▸ **AIM OF THE TASK**
Rewrite the data from its start up to and including the line containing "positive clicks: (251, 347)" as a JSON list of strings, one string per line, skipping blank lines. Leave the pictures out of the answer.

▸ **SUPPLIED MATERIAL**
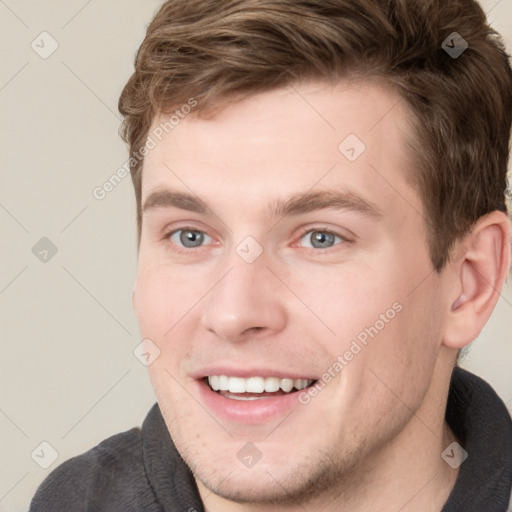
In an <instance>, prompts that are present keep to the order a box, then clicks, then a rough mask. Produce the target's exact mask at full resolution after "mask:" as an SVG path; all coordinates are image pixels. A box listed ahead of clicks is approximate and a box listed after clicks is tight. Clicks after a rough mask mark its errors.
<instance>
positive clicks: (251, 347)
mask: <svg viewBox="0 0 512 512" xmlns="http://www.w3.org/2000/svg"><path fill="white" fill-rule="evenodd" d="M398 101H399V98H398V97H397V96H395V95H394V94H393V93H391V92H389V91H387V90H385V89H383V88H380V87H377V86H376V85H370V84H366V85H365V84H358V85H357V86H356V85H352V86H350V85H348V84H344V83H341V84H339V85H337V86H336V87H331V86H325V85H322V84H307V85H304V84H303V85H302V86H299V85H297V86H295V87H293V88H286V89H279V90H275V91H272V92H269V93H265V94H262V95H258V96H252V97H250V98H249V99H247V100H244V101H243V102H238V103H233V104H231V105H229V106H228V107H226V108H225V109H224V110H222V111H221V112H220V113H217V114H216V115H215V116H213V117H211V118H208V119H201V118H198V117H197V116H194V115H189V116H188V117H186V118H185V119H184V120H182V121H181V122H180V124H179V125H178V126H177V127H176V128H175V129H174V130H172V131H171V132H169V134H167V135H165V137H164V138H163V140H162V141H161V142H160V143H159V144H158V145H157V147H156V148H154V149H153V150H152V151H151V153H150V154H149V155H148V156H147V157H146V160H145V165H144V170H143V182H142V202H143V204H145V203H146V209H145V212H144V216H143V223H142V234H141V243H140V253H139V268H138V276H137V282H136V289H135V294H134V307H135V310H136V314H137V316H138V320H139V324H140V329H141V334H142V337H143V338H148V339H150V340H151V341H152V342H153V343H154V344H155V345H157V346H158V348H159V349H160V351H161V354H160V356H159V357H158V358H157V359H156V360H155V361H154V362H153V363H152V365H151V366H150V367H149V370H150V377H151V380H152V383H153V386H154V389H155V392H156V396H157V398H158V402H159V404H160V408H161V410H162V413H163V415H164V418H165V421H166V424H167V426H168V429H169V431H170V433H171V436H172V438H173V440H174V442H175V444H176V446H177V448H178V450H179V451H180V453H181V454H182V456H183V457H184V459H185V461H186V462H187V463H188V464H189V466H190V467H191V469H192V470H193V472H194V474H195V476H196V478H197V479H198V481H199V483H200V485H204V486H206V487H207V488H209V489H210V490H213V491H214V492H215V493H216V494H218V495H221V496H224V497H228V498H230V499H234V500H241V501H272V500H276V501H279V500H282V501H286V499H287V496H290V495H293V496H294V497H297V496H303V497H305V496H307V495H311V494H312V493H314V492H318V491H319V490H323V489H324V490H325V488H327V487H329V486H330V485H332V484H333V483H334V482H335V481H338V482H339V481H340V479H343V478H344V477H347V478H348V475H349V474H351V475H357V474H363V473H362V472H364V471H365V470H369V467H370V464H369V462H370V461H372V462H373V463H375V462H376V461H377V460H378V457H379V454H380V453H381V452H382V448H383V447H385V446H387V443H388V442H389V441H390V440H392V439H395V438H396V437H397V436H398V435H399V434H400V432H402V431H403V429H404V427H406V426H407V425H408V424H409V425H410V422H411V418H412V416H413V413H415V412H416V411H418V410H419V409H420V407H422V404H423V402H424V400H425V396H427V397H428V396H429V395H428V389H429V385H430V381H431V377H432V373H433V369H434V364H435V361H436V356H437V351H438V350H439V347H440V345H441V341H442V332H441V329H442V313H441V309H442V307H443V305H442V301H443V290H442V278H441V277H440V276H438V275H437V274H436V273H434V272H433V271H432V266H431V263H430V260H429V257H428V250H427V245H426V237H425V220H424V217H425V213H424V210H423V207H422V204H421V201H420V199H419V197H418V194H417V193H416V191H415V190H414V189H413V188H412V186H411V185H410V180H409V179H407V175H411V173H414V169H413V168H411V164H410V163H409V161H410V160H408V158H407V154H408V153H407V147H406V142H405V139H406V137H407V136H409V134H410V128H409V126H408V124H407V117H406V114H405V111H404V109H403V106H402V103H398ZM165 120H166V119H165V117H162V118H161V119H156V120H155V122H154V127H156V126H157V125H158V124H159V123H160V122H162V121H165ZM351 134H352V135H351ZM354 135H355V136H356V137H357V138H356V137H354ZM347 137H348V138H347ZM363 144H364V145H365V148H364V146H363ZM202 205H203V207H202ZM336 363H337V364H336ZM327 374H328V375H329V376H330V378H329V377H326V376H325V375H327ZM208 377H213V379H211V380H210V384H212V385H213V386H214V387H216V388H218V387H219V386H221V388H224V391H222V389H221V390H220V391H214V390H213V389H211V387H210V385H209V383H208V379H207V378H208ZM250 378H251V379H250ZM288 379H291V380H293V383H292V382H291V381H290V380H288ZM296 381H298V382H296ZM311 381H318V383H317V384H316V385H314V386H313V388H311V387H310V388H308V389H305V390H302V391H301V392H297V391H296V390H295V389H292V391H291V392H289V387H290V386H291V385H294V386H297V387H303V386H305V385H308V384H310V383H311ZM227 386H229V387H230V389H229V390H225V388H226V387H227ZM264 386H266V388H264ZM277 386H280V388H279V389H280V391H275V389H276V387H277ZM282 388H284V390H283V389H282ZM262 389H267V391H266V392H264V393H261V391H262ZM315 389H316V392H315ZM243 390H245V391H246V392H245V393H243V392H242V391H243ZM247 391H249V392H247ZM285 391H286V392H285ZM404 404H406V406H404ZM423 406H424V404H423ZM412 421H414V419H413V420H412ZM423 428H424V427H423ZM425 435H427V433H426V434H425ZM429 435H430V434H429ZM427 437H428V436H427ZM248 443H249V444H248ZM341 481H343V480H341Z"/></svg>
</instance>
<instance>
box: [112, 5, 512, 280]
mask: <svg viewBox="0 0 512 512" xmlns="http://www.w3.org/2000/svg"><path fill="white" fill-rule="evenodd" d="M454 32H456V33H457V34H458V35H454V34H453V33H454ZM459 35H460V36H461V37H462V38H463V39H460V38H459ZM450 38H451V39H450ZM443 41H447V43H446V44H445V45H444V48H443ZM455 41H457V45H459V42H466V43H467V45H468V48H467V49H466V50H465V51H464V52H463V53H462V54H461V55H460V56H458V57H457V56H456V55H454V54H453V53H452V54H450V52H449V49H450V48H451V47H454V49H458V48H461V49H463V47H461V46H460V45H459V46H457V47H455ZM352 77H355V78H356V79H362V80H365V79H375V78H376V79H378V80H379V81H380V82H383V83H385V84H388V85H390V86H392V87H393V88H395V89H396V90H397V91H398V92H399V94H400V95H401V97H402V98H403V99H404V100H405V104H406V106H407V110H408V112H409V113H410V120H411V122H412V125H413V126H414V136H413V140H414V142H413V148H412V149H413V155H414V159H415V164H416V165H415V168H414V169H413V170H412V171H411V172H412V173H413V183H414V184H415V185H416V187H417V190H418V193H419V195H420V197H421V200H422V202H423V205H424V208H425V212H426V216H427V218H426V222H427V233H428V235H427V238H428V240H427V241H428V245H429V252H430V259H431V261H432V264H433V267H434V268H435V269H436V270H437V271H438V272H439V271H441V270H442V268H443V267H444V266H445V264H446V262H447V261H448V259H449V257H450V251H451V248H452V247H453V243H454V242H455V241H456V240H458V239H461V238H463V237H464V236H465V235H466V234H467V233H468V232H469V231H470V229H471V228H472V226H473V225H474V224H475V222H476V221H477V220H478V219H479V218H480V217H481V216H483V215H485V214H487V213H489V212H491V211H493V210H500V211H503V212H507V206H506V198H505V189H506V183H507V177H506V176H507V165H508V158H509V141H510V129H511V123H512V70H511V67H510V62H509V56H508V55H507V53H506V51H505V49H504V46H503V43H502V42H501V39H500V38H499V36H498V34H497V33H496V32H495V31H494V30H492V29H491V28H490V27H489V26H488V24H487V21H486V17H485V14H484V12H483V11H482V9H481V7H480V6H479V4H478V3H477V2H476V1H474V0H450V1H446V0H168V1H166V2H165V3H164V4H163V6H162V7H161V8H160V10H159V11H158V13H157V14H156V16H155V18H154V19H153V21H152V23H151V24H150V25H149V27H148V30H147V35H146V38H145V39H144V42H143V43H142V45H141V47H140V48H139V51H138V53H137V56H136V59H135V72H134V73H133V75H132V76H131V78H130V79H129V81H128V83H127V84H126V86H125V88H124V90H123V92H122V95H121V97H120V100H119V110H120V112H121V113H122V115H123V116H124V118H125V120H124V123H123V126H122V136H123V138H124V140H125V141H126V142H127V143H128V144H129V146H130V152H131V155H132V156H133V155H134V154H136V153H139V152H140V149H141V148H142V147H143V146H144V145H145V143H146V139H147V136H148V133H149V129H150V127H151V125H152V122H153V120H154V119H155V116H156V115H157V114H159V113H165V112H168V111H171V110H172V109H174V108H177V107H179V106H180V105H183V104H187V102H188V101H189V100H190V98H195V100H197V102H198V107H197V109H196V110H195V112H197V113H201V112H202V113H205V112H207V111H208V110H210V111H211V110H212V109H214V108H216V107H218V106H219V105H222V104H225V103H226V102H228V101H233V100H236V99H237V98H241V97H245V96H248V95H251V94H255V93H258V92H264V91H267V90H271V89H273V88H277V87H282V86H286V85H290V84H292V83H294V82H297V81H302V80H310V79H312V80H319V79H320V80H326V81H332V82H335V81H338V80H340V79H343V78H352ZM142 167H143V161H142V160H140V161H136V160H133V167H132V169H131V172H132V179H133V183H134V186H135V193H136V199H137V224H138V234H139V241H140V231H141V222H142V219H141V174H142Z"/></svg>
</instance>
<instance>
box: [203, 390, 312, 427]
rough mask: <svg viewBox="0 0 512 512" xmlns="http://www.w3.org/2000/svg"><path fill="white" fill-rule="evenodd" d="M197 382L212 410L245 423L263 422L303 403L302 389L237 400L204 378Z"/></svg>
mask: <svg viewBox="0 0 512 512" xmlns="http://www.w3.org/2000/svg"><path fill="white" fill-rule="evenodd" d="M197 382H198V385H199V394H200V397H201V400H202V402H203V403H204V404H205V405H206V407H207V408H208V409H209V410H210V411H212V412H213V413H214V414H215V415H216V416H219V417H221V418H224V419H226V420H228V421H232V422H236V423H245V424H257V423H263V422H265V421H267V420H271V419H274V418H276V417H278V416H283V415H285V414H286V413H289V412H290V411H291V410H292V409H293V408H294V407H298V406H300V405H301V404H300V402H299V395H300V393H303V392H304V390H302V391H297V392H294V393H288V394H286V395H280V396H275V397H272V398H261V399H258V400H235V399H232V398H226V397H224V396H222V395H220V394H219V393H216V392H215V391H213V390H212V389H211V388H210V386H209V385H208V384H207V383H206V382H205V381H204V380H198V381H197Z"/></svg>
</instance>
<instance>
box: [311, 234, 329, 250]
mask: <svg viewBox="0 0 512 512" xmlns="http://www.w3.org/2000/svg"><path fill="white" fill-rule="evenodd" d="M334 242H335V237H334V235H333V234H332V233H326V232H325V231H315V232H313V233H312V234H311V245H312V246H313V247H315V248H317V249H318V248H322V247H325V246H329V247H330V246H332V245H333V244H334Z"/></svg>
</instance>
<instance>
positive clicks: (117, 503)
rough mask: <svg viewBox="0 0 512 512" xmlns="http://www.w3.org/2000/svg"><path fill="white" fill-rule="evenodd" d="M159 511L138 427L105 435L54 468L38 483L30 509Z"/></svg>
mask: <svg viewBox="0 0 512 512" xmlns="http://www.w3.org/2000/svg"><path fill="white" fill-rule="evenodd" d="M141 509H142V510H148V511H155V512H156V511H159V510H160V507H159V506H158V504H156V501H155V498H154V495H153V492H152V490H151V488H150V486H149V483H148V480H147V477H146V473H145V469H144V463H143V456H142V435H141V431H140V429H139V428H132V429H131V430H128V431H126V432H123V433H120V434H116V435H114V436H112V437H109V438H108V439H105V440H104V441H102V442H101V443H100V444H98V445H97V446H95V447H94V448H92V449H91V450H89V451H87V452H85V453H83V454H82V455H79V456H77V457H73V458H71V459H69V460H67V461H65V462H63V463H62V464H61V465H60V466H58V467H57V468H56V469H54V470H53V471H52V472H51V473H50V475H48V477H47V478H46V479H45V480H44V481H43V483H42V484H41V485H40V486H39V488H38V490H37V492H36V494H35V496H34V498H33V499H32V503H31V505H30V512H49V511H55V510H60V511H73V512H80V511H82V510H83V511H85V510H95V511H96V510H97V511H101V510H108V511H109V512H114V511H118V510H119V511H124V512H128V511H130V510H141Z"/></svg>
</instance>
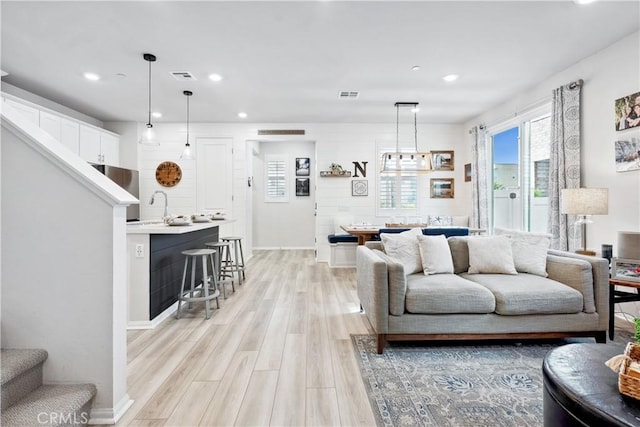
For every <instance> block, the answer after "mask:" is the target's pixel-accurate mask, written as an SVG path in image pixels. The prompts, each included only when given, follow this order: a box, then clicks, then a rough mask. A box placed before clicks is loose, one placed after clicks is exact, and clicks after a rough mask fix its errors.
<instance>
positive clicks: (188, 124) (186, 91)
mask: <svg viewBox="0 0 640 427" xmlns="http://www.w3.org/2000/svg"><path fill="white" fill-rule="evenodd" d="M182 93H183V94H184V95H185V96H186V97H187V143H186V144H185V145H184V150H183V151H182V154H181V155H180V158H181V159H182V160H192V159H193V153H192V152H191V145H189V97H190V96H191V95H193V92H191V91H190V90H185V91H184V92H182Z"/></svg>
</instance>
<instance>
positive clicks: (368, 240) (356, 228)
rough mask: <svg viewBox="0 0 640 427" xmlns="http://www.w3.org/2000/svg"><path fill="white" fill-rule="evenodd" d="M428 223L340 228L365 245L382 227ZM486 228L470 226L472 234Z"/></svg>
mask: <svg viewBox="0 0 640 427" xmlns="http://www.w3.org/2000/svg"><path fill="white" fill-rule="evenodd" d="M427 227H428V226H427V224H385V225H384V227H383V226H380V225H369V224H362V225H361V224H351V225H341V226H340V228H341V229H343V230H344V231H345V232H346V233H347V234H350V235H352V236H356V237H358V245H364V244H365V243H366V242H368V241H369V240H371V239H372V238H373V237H374V236H377V235H378V234H380V229H382V228H427ZM485 232H486V230H484V229H481V228H469V234H470V235H480V234H484V233H485Z"/></svg>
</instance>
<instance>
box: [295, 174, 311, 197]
mask: <svg viewBox="0 0 640 427" xmlns="http://www.w3.org/2000/svg"><path fill="white" fill-rule="evenodd" d="M309 187H310V183H309V178H296V196H308V195H309Z"/></svg>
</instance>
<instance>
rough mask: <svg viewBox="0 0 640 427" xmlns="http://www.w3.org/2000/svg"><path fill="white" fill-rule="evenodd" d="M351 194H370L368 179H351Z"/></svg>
mask: <svg viewBox="0 0 640 427" xmlns="http://www.w3.org/2000/svg"><path fill="white" fill-rule="evenodd" d="M351 195H352V196H368V195H369V183H368V182H367V180H366V179H354V180H353V181H351Z"/></svg>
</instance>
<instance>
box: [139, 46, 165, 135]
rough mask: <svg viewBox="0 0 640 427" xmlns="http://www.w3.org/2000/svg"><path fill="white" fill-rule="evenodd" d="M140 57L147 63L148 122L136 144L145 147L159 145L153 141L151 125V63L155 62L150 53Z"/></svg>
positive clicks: (146, 53)
mask: <svg viewBox="0 0 640 427" xmlns="http://www.w3.org/2000/svg"><path fill="white" fill-rule="evenodd" d="M142 57H143V58H144V60H145V61H147V62H148V63H149V121H147V129H145V131H144V133H143V134H142V137H141V138H140V139H139V140H138V142H139V143H140V144H145V145H160V144H159V143H158V142H157V141H156V139H155V133H154V132H153V124H152V123H151V63H152V62H155V61H156V56H155V55H152V54H150V53H144V54H142Z"/></svg>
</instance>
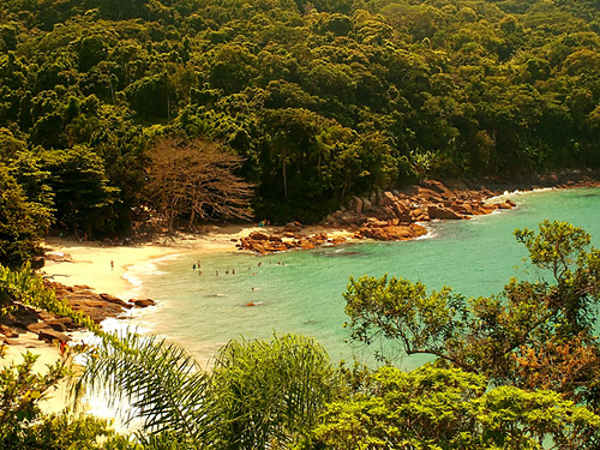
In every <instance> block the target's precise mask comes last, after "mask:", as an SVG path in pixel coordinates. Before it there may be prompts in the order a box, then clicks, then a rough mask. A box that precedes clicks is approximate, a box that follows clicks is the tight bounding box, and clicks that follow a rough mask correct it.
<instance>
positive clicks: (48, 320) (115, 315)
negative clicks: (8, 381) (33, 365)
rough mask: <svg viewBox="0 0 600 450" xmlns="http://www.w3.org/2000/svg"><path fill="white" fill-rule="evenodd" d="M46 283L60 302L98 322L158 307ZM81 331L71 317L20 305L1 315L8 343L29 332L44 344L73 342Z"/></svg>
mask: <svg viewBox="0 0 600 450" xmlns="http://www.w3.org/2000/svg"><path fill="white" fill-rule="evenodd" d="M44 284H45V285H46V287H48V288H50V289H53V290H54V292H55V293H56V297H57V298H58V299H59V300H64V301H66V302H67V303H68V304H69V305H70V306H71V308H72V309H73V310H74V311H78V312H82V313H83V314H85V315H87V316H89V317H90V318H91V319H92V320H93V321H94V322H95V323H100V322H102V321H103V320H104V319H107V318H109V317H118V316H119V315H121V313H122V312H123V311H124V310H126V309H129V308H133V307H137V308H145V307H147V306H152V305H154V304H155V303H154V301H153V300H150V299H144V300H135V299H132V300H129V302H125V301H123V300H121V299H119V298H117V297H114V296H112V295H110V294H96V293H94V292H93V291H92V290H91V289H90V288H89V287H88V286H65V285H63V284H61V283H56V282H52V281H49V280H45V281H44ZM11 302H12V300H11ZM78 329H81V327H80V326H79V325H77V324H76V323H75V322H74V321H73V319H71V318H69V317H58V316H55V315H53V314H50V313H48V312H46V311H43V310H39V309H36V308H32V307H29V306H26V305H23V304H22V303H19V302H12V308H11V310H10V311H9V312H8V313H6V314H3V315H0V334H1V335H3V336H4V338H5V339H4V341H5V342H7V343H9V344H10V343H15V344H17V343H18V342H19V341H18V337H19V335H20V334H23V333H25V332H27V331H28V332H31V333H34V334H37V335H38V338H39V340H41V341H45V342H53V341H59V342H68V341H69V340H71V337H70V336H69V333H70V332H72V331H75V330H78Z"/></svg>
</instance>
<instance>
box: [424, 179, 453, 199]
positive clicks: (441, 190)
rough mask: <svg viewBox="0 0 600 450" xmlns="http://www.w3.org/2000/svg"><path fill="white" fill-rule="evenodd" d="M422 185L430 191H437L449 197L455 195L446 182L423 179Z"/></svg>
mask: <svg viewBox="0 0 600 450" xmlns="http://www.w3.org/2000/svg"><path fill="white" fill-rule="evenodd" d="M421 186H422V187H424V188H426V189H428V190H430V191H433V192H436V193H437V194H439V195H441V196H442V197H444V198H447V199H450V198H453V197H454V196H455V195H454V192H452V191H451V190H450V189H448V187H446V186H445V185H444V183H442V182H440V181H437V180H423V181H422V182H421Z"/></svg>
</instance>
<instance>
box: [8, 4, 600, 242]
mask: <svg viewBox="0 0 600 450" xmlns="http://www.w3.org/2000/svg"><path fill="white" fill-rule="evenodd" d="M126 3H127V4H126V5H125V4H123V2H119V1H107V0H85V1H78V0H77V1H76V0H30V1H20V0H9V1H5V2H2V4H1V5H0V49H2V52H1V56H0V81H1V82H2V83H1V88H0V90H1V92H2V103H1V104H0V127H4V129H6V130H7V131H6V132H3V136H4V135H9V136H12V137H11V139H12V140H11V141H10V142H4V141H3V143H2V151H0V153H1V154H2V158H9V159H11V158H12V160H11V161H12V162H9V163H8V164H9V165H11V164H14V160H15V158H16V154H17V152H18V153H19V154H20V155H21V156H22V158H23V157H26V158H27V159H28V160H30V161H32V163H35V164H38V166H37V167H40V169H41V170H43V171H46V172H47V174H46V175H45V178H44V177H40V178H38V179H37V181H36V182H37V184H38V188H37V189H38V192H41V190H40V189H44V188H48V189H52V190H55V192H54V193H55V197H54V201H55V202H56V205H55V207H54V209H55V211H56V219H57V223H58V224H59V225H61V224H62V225H64V226H68V227H69V230H70V231H71V233H75V231H76V229H75V228H74V227H77V229H79V232H81V233H82V234H83V233H85V232H87V233H88V235H89V234H90V233H92V234H93V235H95V236H102V235H113V234H114V233H119V232H123V231H127V230H128V229H130V228H131V227H132V224H133V222H135V221H136V220H137V221H139V220H140V218H139V217H136V215H138V216H139V214H138V213H139V212H140V211H144V210H145V209H144V208H147V207H148V206H149V204H150V199H149V197H148V195H149V192H150V191H149V190H146V189H145V184H146V182H147V179H146V176H145V168H146V167H147V166H146V162H147V158H148V153H149V152H150V150H151V149H152V148H153V143H154V141H155V138H156V137H157V136H163V137H164V136H167V137H170V138H173V137H177V138H178V139H183V140H184V141H187V142H194V141H195V140H197V139H200V140H204V141H206V142H219V143H220V145H222V146H226V147H228V148H230V149H231V151H232V152H234V153H235V154H237V155H238V156H239V157H241V158H243V160H244V162H243V165H242V167H241V168H240V170H239V171H238V172H236V175H238V176H240V177H242V178H244V180H245V181H246V182H249V183H252V184H254V185H255V186H256V190H255V195H254V197H253V199H252V207H253V208H254V210H255V211H256V214H257V216H260V217H261V218H268V219H271V220H278V221H282V220H288V219H290V218H297V219H299V220H317V219H320V218H322V217H323V216H324V214H325V213H327V212H329V211H331V210H332V209H333V208H336V207H337V206H339V204H340V203H341V202H342V201H344V199H346V198H347V196H349V195H352V194H361V193H365V192H369V191H371V190H374V189H380V188H387V187H394V186H398V185H400V184H402V183H406V182H408V181H413V180H415V179H418V178H419V177H433V178H436V177H456V176H458V177H467V178H469V177H481V176H502V177H515V176H522V175H527V174H530V173H532V172H535V171H540V170H542V171H543V170H557V169H563V168H569V167H571V168H581V167H582V166H587V167H598V164H599V163H600V159H599V158H598V154H599V153H598V149H597V146H598V142H599V141H600V135H599V133H600V114H599V113H598V111H599V109H598V108H599V105H600V75H599V67H600V65H599V64H598V61H599V60H600V56H599V55H600V39H599V37H598V33H599V32H600V25H599V24H598V19H597V17H598V15H599V14H598V13H599V11H598V3H597V2H595V1H577V2H575V1H562V2H545V1H541V0H540V1H537V0H536V1H530V2H525V3H519V2H514V1H508V0H507V1H485V0H478V1H474V0H444V1H434V2H423V1H408V0H394V1H387V0H386V1H383V0H381V1H380V0H376V1H371V2H368V3H365V2H348V1H314V2H306V3H303V2H291V1H279V0H263V1H259V2H253V3H252V4H249V3H247V2H246V3H244V2H241V1H238V0H225V1H222V2H219V3H218V4H215V3H214V2H210V1H206V0H175V1H172V0H169V1H167V0H140V1H131V2H126ZM73 152H75V153H79V154H81V155H84V154H85V158H87V160H88V161H87V162H86V164H87V165H88V167H89V168H92V167H93V171H96V172H97V174H96V175H95V176H96V177H97V178H96V180H95V181H94V180H92V179H91V178H90V179H88V180H87V181H86V182H90V183H100V184H98V187H99V190H97V192H96V194H97V195H99V196H101V197H102V198H97V199H89V200H83V199H79V200H78V199H74V198H73V199H72V198H71V195H72V193H69V190H68V186H66V185H63V186H58V184H57V182H56V180H57V177H61V176H63V175H64V171H65V170H67V167H66V166H65V164H66V160H65V159H64V158H65V157H66V155H73ZM22 158H21V160H22ZM59 160H62V161H63V163H61V164H59V163H58V161H59ZM41 161H47V162H48V161H54V162H53V163H52V164H48V165H45V166H44V165H42V166H39V164H40V163H41ZM87 173H88V176H90V177H91V176H92V174H91V172H87ZM52 180H54V181H52ZM17 181H18V182H19V184H22V183H23V182H24V180H22V179H18V178H17ZM65 182H66V181H65ZM90 186H91V185H90ZM26 193H27V195H28V196H30V195H31V192H30V191H29V190H27V189H26ZM46 198H47V199H51V197H46ZM28 199H29V200H30V201H31V200H33V198H32V197H28ZM71 200H73V205H71V204H70V203H69V202H70V201H71ZM82 201H84V202H85V201H88V203H89V204H88V205H84V204H82ZM49 205H50V206H52V204H49ZM67 209H72V210H67ZM99 211H102V214H101V215H102V217H103V218H104V219H103V220H97V216H98V212H99ZM181 219H183V222H185V221H186V219H189V216H188V215H185V214H184V216H183V217H181Z"/></svg>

▸ **RESPONSE BELOW**
[
  "In an <instance>, prompts that are present keep to the order a box, then clicks, then a rough mask. Produce the target's exact mask at full resolution after \"mask:\" as an SVG path; all coordinates are image pixels. A box listed ahead of clicks is approximate and a box listed after clicks is tight. Clicks after a rough mask mark its errors.",
  "<instance>",
  "positive clicks: (251, 347)"
]